--- STORED ROWS ---
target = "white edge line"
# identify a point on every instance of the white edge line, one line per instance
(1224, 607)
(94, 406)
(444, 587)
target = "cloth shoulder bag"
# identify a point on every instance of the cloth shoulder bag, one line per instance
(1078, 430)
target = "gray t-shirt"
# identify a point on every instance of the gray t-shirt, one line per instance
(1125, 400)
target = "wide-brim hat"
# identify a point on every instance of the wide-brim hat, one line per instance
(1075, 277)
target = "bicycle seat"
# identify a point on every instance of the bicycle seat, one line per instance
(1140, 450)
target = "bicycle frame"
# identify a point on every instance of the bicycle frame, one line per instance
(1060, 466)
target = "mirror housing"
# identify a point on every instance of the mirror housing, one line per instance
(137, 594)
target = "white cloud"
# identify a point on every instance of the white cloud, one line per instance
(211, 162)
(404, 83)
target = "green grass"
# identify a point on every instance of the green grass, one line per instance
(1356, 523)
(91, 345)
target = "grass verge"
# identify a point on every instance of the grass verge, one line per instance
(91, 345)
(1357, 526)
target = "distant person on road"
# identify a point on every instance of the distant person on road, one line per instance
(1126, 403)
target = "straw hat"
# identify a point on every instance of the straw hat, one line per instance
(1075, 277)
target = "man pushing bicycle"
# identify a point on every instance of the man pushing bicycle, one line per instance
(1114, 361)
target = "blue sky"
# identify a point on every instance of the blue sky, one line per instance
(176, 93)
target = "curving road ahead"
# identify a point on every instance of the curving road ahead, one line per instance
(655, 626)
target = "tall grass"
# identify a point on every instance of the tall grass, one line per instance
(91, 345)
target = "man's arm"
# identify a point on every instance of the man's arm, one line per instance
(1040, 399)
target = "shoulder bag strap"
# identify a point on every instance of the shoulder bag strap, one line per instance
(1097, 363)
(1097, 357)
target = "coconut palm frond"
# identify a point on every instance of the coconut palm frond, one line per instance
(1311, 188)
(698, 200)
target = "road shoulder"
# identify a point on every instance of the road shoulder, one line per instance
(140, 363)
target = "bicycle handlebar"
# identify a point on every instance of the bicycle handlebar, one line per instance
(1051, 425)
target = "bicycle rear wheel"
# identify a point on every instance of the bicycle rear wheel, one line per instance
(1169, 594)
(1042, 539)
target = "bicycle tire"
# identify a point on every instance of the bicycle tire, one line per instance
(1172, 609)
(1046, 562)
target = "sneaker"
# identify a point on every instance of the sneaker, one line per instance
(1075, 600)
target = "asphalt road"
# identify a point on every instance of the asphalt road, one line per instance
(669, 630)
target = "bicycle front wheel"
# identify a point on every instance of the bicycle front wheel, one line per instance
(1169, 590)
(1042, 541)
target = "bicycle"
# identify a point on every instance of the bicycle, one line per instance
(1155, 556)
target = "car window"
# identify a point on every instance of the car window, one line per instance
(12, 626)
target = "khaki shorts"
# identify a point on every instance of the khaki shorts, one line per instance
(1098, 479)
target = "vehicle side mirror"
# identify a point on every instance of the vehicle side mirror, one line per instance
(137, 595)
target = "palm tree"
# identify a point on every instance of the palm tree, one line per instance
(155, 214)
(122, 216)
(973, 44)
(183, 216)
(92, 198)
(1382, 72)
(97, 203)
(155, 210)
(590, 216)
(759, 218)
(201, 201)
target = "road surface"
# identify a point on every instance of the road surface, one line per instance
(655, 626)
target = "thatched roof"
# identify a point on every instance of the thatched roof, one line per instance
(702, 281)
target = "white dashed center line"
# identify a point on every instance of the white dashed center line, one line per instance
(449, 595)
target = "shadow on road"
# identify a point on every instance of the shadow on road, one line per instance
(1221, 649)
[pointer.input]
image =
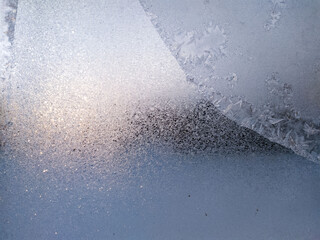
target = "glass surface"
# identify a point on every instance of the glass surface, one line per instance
(104, 134)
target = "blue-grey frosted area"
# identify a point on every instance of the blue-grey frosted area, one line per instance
(162, 195)
(257, 61)
(104, 135)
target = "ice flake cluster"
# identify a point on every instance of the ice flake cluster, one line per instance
(206, 49)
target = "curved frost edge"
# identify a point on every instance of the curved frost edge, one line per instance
(279, 122)
(8, 10)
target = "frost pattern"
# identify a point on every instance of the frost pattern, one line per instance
(276, 120)
(7, 20)
(275, 15)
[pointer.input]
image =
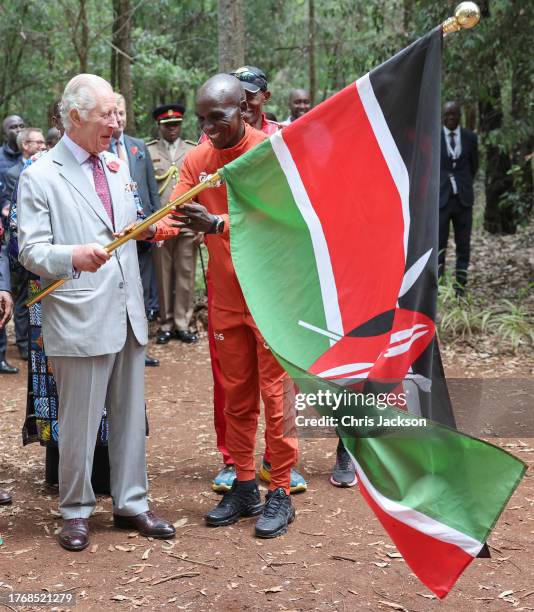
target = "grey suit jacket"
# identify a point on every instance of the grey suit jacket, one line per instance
(57, 209)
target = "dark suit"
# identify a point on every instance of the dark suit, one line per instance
(19, 276)
(10, 179)
(142, 172)
(458, 207)
(5, 285)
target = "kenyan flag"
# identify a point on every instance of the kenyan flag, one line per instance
(334, 233)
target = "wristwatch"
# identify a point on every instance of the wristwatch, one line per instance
(217, 226)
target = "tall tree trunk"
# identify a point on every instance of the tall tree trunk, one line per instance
(311, 51)
(124, 64)
(82, 45)
(498, 182)
(114, 42)
(231, 35)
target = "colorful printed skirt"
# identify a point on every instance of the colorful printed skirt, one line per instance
(41, 424)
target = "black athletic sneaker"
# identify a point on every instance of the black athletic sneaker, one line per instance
(240, 500)
(344, 472)
(276, 515)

--- WHAT THE TASK ASKS ---
Retype the entries word for word. Omit any images.

--- WRITTEN RESPONSE ---
target = "white edge line"
# identify a point on every instance of the white edge line, one line per instance
(1224, 607)
(94, 406)
(444, 587)
target = "cloth shoulder bag"
# identify a point on every instance of the cloth shoulder bag, one line per instance
(1078, 430)
target = "gray t-shirt"
# identify a point on every instance of the gray t-shirt, one line per instance
(1125, 400)
target = "wide-brim hat"
# identify a point on every instance of the wide-brim hat, one line per instance
(1075, 277)
target = "bicycle seat"
# identify a point on every instance of the bicycle seat, one line per instance
(1140, 450)
target = "bicycle frame"
# identify a point on every instance of the bicycle frame, one line per instance
(1060, 466)
target = "mirror housing"
# identify a point on every instance of the mirror housing, one line per instance
(137, 594)
target = "white cloud"
# identify a point on every instance of the white cloud, one line per instance
(211, 162)
(404, 83)
target = "green grass"
# identify a point on every instance of the green grass, one line per instance
(1356, 523)
(91, 345)
target = "grass verge"
# identify a point on every instance of the grass verge, one line per instance
(91, 345)
(1357, 526)
target = "distant person on road"
# identify a point on every instance of the distant person on road, one line per instance
(1126, 403)
target = "straw hat"
# identify a point on every instance of the straw hat, one line per instance
(1075, 277)
target = "man pushing bicycle"
# identify a point on every instance of the man pushing bicycle, one line per instance
(1114, 361)
target = "blue sky"
# identify a point on every instance of the blue sky, one line per instance
(176, 93)
target = "curving road ahead"
# identify a point on every instance of the curving road ahead, one line per instance
(655, 626)
target = "tall grass"
# identify a point on every instance of the tall grass, one line per instance
(91, 345)
target = "man's arm"
# identify a point on every instance of the man's arm, one line per instance
(1040, 399)
target = "shoulder bag strap"
# identify a point on every instance of the shoulder bag strap, one line per instance
(1097, 363)
(1097, 357)
target = "coconut palm frond"
# identify a point on every instance of the coconut palm frond, one line per instance
(1311, 188)
(698, 200)
target = "road shoulder"
# identify a point on every instance of the road shoulder, one line per instance
(140, 363)
target = "bicycle handlebar"
# identify a point on every instance of the bicycle handlebar, one line per instance
(1051, 425)
target = "bicycle rear wheel"
# identify a point on every instance of the bicycle rear wheel, one line per instance
(1169, 594)
(1042, 539)
target = "bicycle tire"
# identify a point on every instance of the bicycle tire, one line per instance
(1172, 609)
(1046, 562)
target = "sneaker"
# identify a point on every instance of the sneaker, one line per instance
(1075, 600)
target = "asphalt road"
# identify a point on every instance of the asphalt road, one line per instance
(669, 630)
target = "bicycle front wheel"
# identify a point on every instance of the bicycle front wheel, one line per instance
(1169, 590)
(1042, 541)
target = "bicycle"
# identify a point on every instance of the bicycle, one line per instance
(1155, 556)
target = "car window"
# identify a point on every instance of the car window, one line per instance
(12, 626)
target = "khaki shorts"
# identify a point on every instance of the khaki shorts, one line per instance
(1098, 479)
target = "vehicle side mirror"
# identify a point on every instance of the vehicle side mirror, one line per instance
(137, 595)
target = "palm tree"
# identify a point on every instance of the palm tree, one line per instance
(155, 214)
(122, 216)
(973, 44)
(183, 216)
(92, 198)
(1382, 72)
(97, 203)
(155, 210)
(590, 216)
(759, 218)
(201, 201)
target = "road surface"
# identify a point on every instance of the road surface, one line per instance
(655, 626)
target = "thatched roof"
# identify a point on every instance of the thatched roof, one line per instance
(702, 281)
target = "white dashed center line"
# identify a point on every instance of the white dashed center line, one line per instance
(449, 595)
target = "shadow on road"
# identify a point on every instance of the shadow on road, one line per instance
(1221, 649)
[pointer.input]
image =
target = "glass surface"
# identify a point on every instance of the glass surface, one line per instance
(104, 134)
target = "blue-grey frosted area"
# identify a point on every instance of the blue-grey frosted area, one line per instance
(162, 195)
(257, 61)
(104, 135)
target = "ice flake cluster"
# identify a point on every instance of the ice flake cluster, one line per instance
(206, 49)
target = "curved frost edge"
# identify a point on every instance of the curved frost edge, one line per instance
(279, 122)
(8, 10)
target = "frost pattern"
# identify a point on every instance of the frost pattern, one line per instance
(276, 120)
(7, 20)
(275, 15)
[pointer.input]
image =
target = "grey suit jacket"
# identify a point on every instance of the grey suit jacket, one line per instance
(57, 209)
target = "dark suit"
# identify a point on every instance of the dark suit, one line per instance
(19, 276)
(10, 179)
(142, 172)
(458, 207)
(5, 285)
target = "kenyan flag"
# identify a point on every instance of the kenyan flag, one line per instance
(334, 233)
target = "wristwatch"
# identify a point on every instance of the wristwatch, one line per instance
(217, 226)
target = "tall tree trunk"
# identify a point on every instance of the tall tree trunk, one line per instance
(311, 51)
(124, 64)
(82, 45)
(498, 182)
(114, 42)
(231, 35)
target = "colorful printed skirt"
# identify a point on every instance of the colorful printed skirt, one line per instance
(41, 424)
target = "black athletic sneaker"
# identify a point on every instance of the black athletic sneaker, one line per instance
(240, 500)
(344, 472)
(276, 515)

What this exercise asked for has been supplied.